» Page text
↓↓↓
Posts Tagged ‘Kim Stanley Robinson’

An SF writer’s diagnosis and cure for capitalism

April 27, 2017

In the opening of Kim Stanley Robinson’s new SF novel, New York 2140, two unemployed financial software engineers known as Mutt and Jeff—unemployed because they refuse to design a possibly illegal program for high-speed trading—contemplate a flooded lower Manhattan from atop the former Metropolitan Life building.

One of them says he has figured out what’s wrong with capitalism.

The basic problem with capitalism, he says, is that the forces of the market forces producers to sell products below cost.

How can you sell below cost and survive?  By offloading your costs onto someone else—onto customers, onto neighbors, onto taxpayers, onto the wider community and onto future generations.

This enables an individual enterprise to survive (sometimes), but, in the long run, leads human society into bankruptcy.

In the novel, global warming has taken place, sea levels have risen and lower Manhattan is under water.  Skyscrapers such as the Met Life building are still survive amid a kind of new Venice.  Uptown Manhattan is 50 feet higher in elevation, and is dry.  In the middle is a tidal zone, where the poor and homeless congregate.

Some environmental problems have been solved, or at least are being coped with.  Gasoline, jet fuel and other fossil fuels no longer exist.  Air travel is by dirigible, ocean travel is by sailing ship and land vehicles are electric.   But the financial structure and distribution of income are more or less like they are now.

New skyscrapers—”superscrapers”—in uptown are owned by the world’s wealthy elite, as investments or as one of multiple homes, and are often vacant.

A hurricane late in the novel leaves many homeless.  They try to storm the vacant uptown towers, and are turned back by private security forces, who outgun the New York Police Department.

Rather than attempt a violent revolutionary overthrow, the common people attempt a political and economic jujitsu.

They join in a nationwide debt strike.  On a given day, they stop paying their mortgages, student loans and credit card balances.  The financial system is go highly leveraged with debt upon debt that it comes crashing down, just as in 2008.   So the financiers go to Washington for another bailout, just as they did then.
↑↑↑
Can you transcribe the New York 2140 post word for word, between "How can you" and "and homeless congregate.", inclusive?

» Data section
↓↓↓
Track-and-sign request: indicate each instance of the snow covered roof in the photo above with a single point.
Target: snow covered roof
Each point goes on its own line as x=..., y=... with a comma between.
↑↑↑
» Answer to this exercise
How can you sell below cost and survive?  By offloading your costs onto someone else—onto customers, onto neighbors, onto taxpayers, onto the wider community and onto future generations.

This enables an individual enterprise to survive (sometimes), but, in the long run, leads human society into bankruptcy.

In the novel, global warming has taken place, sea levels have risen and lower Manhattan is under water.  Skyscrapers such as the Met Life building are still survive amid a kind of new Venice.  Uptown Manhattan is 50 feet higher in elevation, and is dry.  In the middle is a tidal zone, where the poor and homeless congregate.